* SELECTED EXTRACT
:::
Wide and Deep Models into fastai

As I was watching the videos for the part 1 2019, in particular lesson 4, someone asked around how to include metadata when using the collaborative filtering methods within fastai. I actually believe there was another question around how to combine images, text, and tabular data. @jeremy replied precisely how one would do it (through a combination of RNNs, CNNs, and dense layers) and mentioned that it was something still not included in the library.

I simply wanted to point out that this fits within what is known as Wide and Deep models, used for recommendation system initially (here is the nice paper by the Google guys: https://arxiv.org/pdf/1606.07792.pdf) but in reality can be used for almost any problem where you have data of different nature (tabular, both categorical and numerical, images and text)

A while ago I wrote this: https://github.com/jrzaurin/Wide-and-Deep-PyTorch

Which I updated recently. It is written in Pytorch, but not in (nice) fastai style, and I am wondering if it worths re-factoring it to fastai style an include it in the library (?), so there would be a fastai.wide_deep method or similar. Is not that sophisticated really, so maybe @jeremy and his team can do it in no time :slight_smile: . I am more than happy to help/contribute if necessary.

Cheers

4 Likes

Great work! I have a big dataset consisting of images with additional meta information, where the meta info is important for correct classification. This is exactly the kind of thing I‘m currently missing in the fastai lib.

It’s certainly something we’d like to provide better support for in fastai v2. Perhaps fastai.tabular could support columns that contain image filenames, or text to be tokenized, etc…

2 Likes

That would be ideal (based on my experience).

If you work for example in a booking/letting/renting company chances are that you have tables with metadata (price, postcode), descriptions and possibly urls to images or image_ids. Same applies to fashion and a lot of e-commerce these days. This is why I used the Airbnb dataset in my repo, because I think it represents a very realistic approach to the datasets that most of us faced normally (tabular with text and image ids stores in disk).
:::
* REQUEST
From the wide and deep models thread, pull out the passage starting at "I simply wanted" and ending at "help/contribute if necessary.", word for word.
:::
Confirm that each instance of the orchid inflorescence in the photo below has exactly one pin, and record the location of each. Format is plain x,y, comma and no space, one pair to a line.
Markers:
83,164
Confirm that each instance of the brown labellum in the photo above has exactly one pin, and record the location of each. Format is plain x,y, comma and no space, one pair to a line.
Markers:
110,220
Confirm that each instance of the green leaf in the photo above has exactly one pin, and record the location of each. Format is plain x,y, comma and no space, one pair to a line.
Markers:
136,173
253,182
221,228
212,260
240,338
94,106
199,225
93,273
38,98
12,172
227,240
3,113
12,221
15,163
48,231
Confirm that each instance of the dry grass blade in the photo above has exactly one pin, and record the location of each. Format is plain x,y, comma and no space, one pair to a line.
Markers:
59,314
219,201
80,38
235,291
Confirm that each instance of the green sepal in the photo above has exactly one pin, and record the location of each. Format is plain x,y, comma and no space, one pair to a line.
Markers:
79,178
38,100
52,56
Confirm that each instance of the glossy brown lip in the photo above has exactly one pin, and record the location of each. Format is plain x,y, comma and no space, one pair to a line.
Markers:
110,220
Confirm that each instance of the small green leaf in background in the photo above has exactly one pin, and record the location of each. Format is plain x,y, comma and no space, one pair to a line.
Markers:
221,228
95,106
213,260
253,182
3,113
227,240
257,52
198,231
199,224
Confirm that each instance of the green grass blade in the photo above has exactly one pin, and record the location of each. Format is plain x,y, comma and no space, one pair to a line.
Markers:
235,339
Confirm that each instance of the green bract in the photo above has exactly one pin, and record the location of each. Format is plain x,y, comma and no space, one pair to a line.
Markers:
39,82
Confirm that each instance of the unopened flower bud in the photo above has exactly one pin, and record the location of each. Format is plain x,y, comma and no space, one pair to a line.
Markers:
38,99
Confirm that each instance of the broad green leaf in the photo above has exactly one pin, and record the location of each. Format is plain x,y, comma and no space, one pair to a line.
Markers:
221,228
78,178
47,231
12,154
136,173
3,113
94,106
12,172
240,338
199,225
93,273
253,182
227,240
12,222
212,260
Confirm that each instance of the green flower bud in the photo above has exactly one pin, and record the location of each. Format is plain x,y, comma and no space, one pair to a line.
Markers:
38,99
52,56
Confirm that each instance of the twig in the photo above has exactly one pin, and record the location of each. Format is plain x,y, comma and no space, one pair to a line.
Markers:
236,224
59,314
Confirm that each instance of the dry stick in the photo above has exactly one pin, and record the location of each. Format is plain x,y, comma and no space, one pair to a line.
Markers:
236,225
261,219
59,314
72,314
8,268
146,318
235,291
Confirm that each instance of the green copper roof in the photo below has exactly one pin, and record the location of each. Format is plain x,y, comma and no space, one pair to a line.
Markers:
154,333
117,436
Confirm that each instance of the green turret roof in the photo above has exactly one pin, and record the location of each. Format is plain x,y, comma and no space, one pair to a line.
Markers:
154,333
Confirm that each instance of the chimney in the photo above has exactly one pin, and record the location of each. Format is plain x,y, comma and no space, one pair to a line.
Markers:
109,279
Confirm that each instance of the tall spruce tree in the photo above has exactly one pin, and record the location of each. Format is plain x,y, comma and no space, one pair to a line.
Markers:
:::
* SOLUTION FOR THIS TASK
I simply wanted to point out that this fits within what is known as Wide and Deep models, used for recommendation system initially (here is the nice paper by the Google guys: https://arxiv.org/pdf/1606.07792.pdf) but in reality can be used for almost any problem where you have data of different nature (tabular, both categorical and numerical, images and text)

A while ago I wrote this: https://github.com/jrzaurin/Wide-and-Deep-PyTorch

Which I updated recently. It is written in Pytorch, but not in (nice) fastai style, and I am wondering if it worths re-factoring it to fastai style an include it in the library (?), so there would be a fastai.wide_deep method or similar. Is not that sophisticated really, so maybe @jeremy and his team can do it in no time :slight_smile: . I am more than happy to help/contribute if necessary.